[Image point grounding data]
============================================================
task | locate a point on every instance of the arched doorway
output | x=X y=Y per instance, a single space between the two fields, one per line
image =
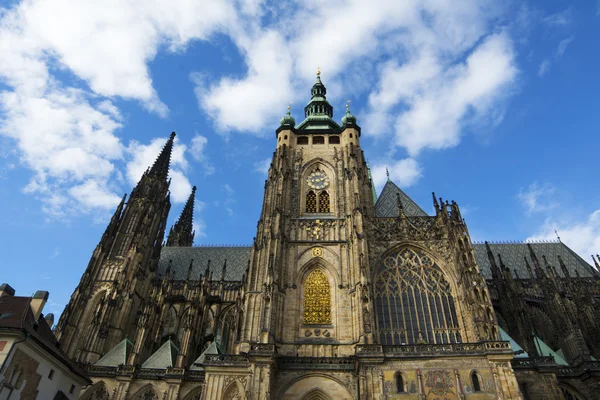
x=316 y=387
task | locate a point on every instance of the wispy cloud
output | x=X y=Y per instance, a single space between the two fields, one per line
x=404 y=173
x=198 y=151
x=106 y=47
x=142 y=156
x=559 y=19
x=561 y=48
x=537 y=197
x=582 y=236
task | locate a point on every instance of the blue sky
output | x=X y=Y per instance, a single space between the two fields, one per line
x=492 y=104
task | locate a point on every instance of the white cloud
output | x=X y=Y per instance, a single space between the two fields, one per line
x=245 y=104
x=94 y=195
x=143 y=157
x=263 y=166
x=559 y=19
x=537 y=197
x=433 y=107
x=403 y=173
x=66 y=134
x=422 y=39
x=198 y=151
x=581 y=236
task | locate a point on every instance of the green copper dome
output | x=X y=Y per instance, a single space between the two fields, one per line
============================================================
Your goal -> The answer must consist of the lines from the one with "task | locate a point on every instance of the green" through the final line of the entries above, exactly as they are, and nothing else.

Answer space ->
task | locate a point on every instance of the green copper dome
output | x=X y=Y per instance, a single space between the two fields, one per line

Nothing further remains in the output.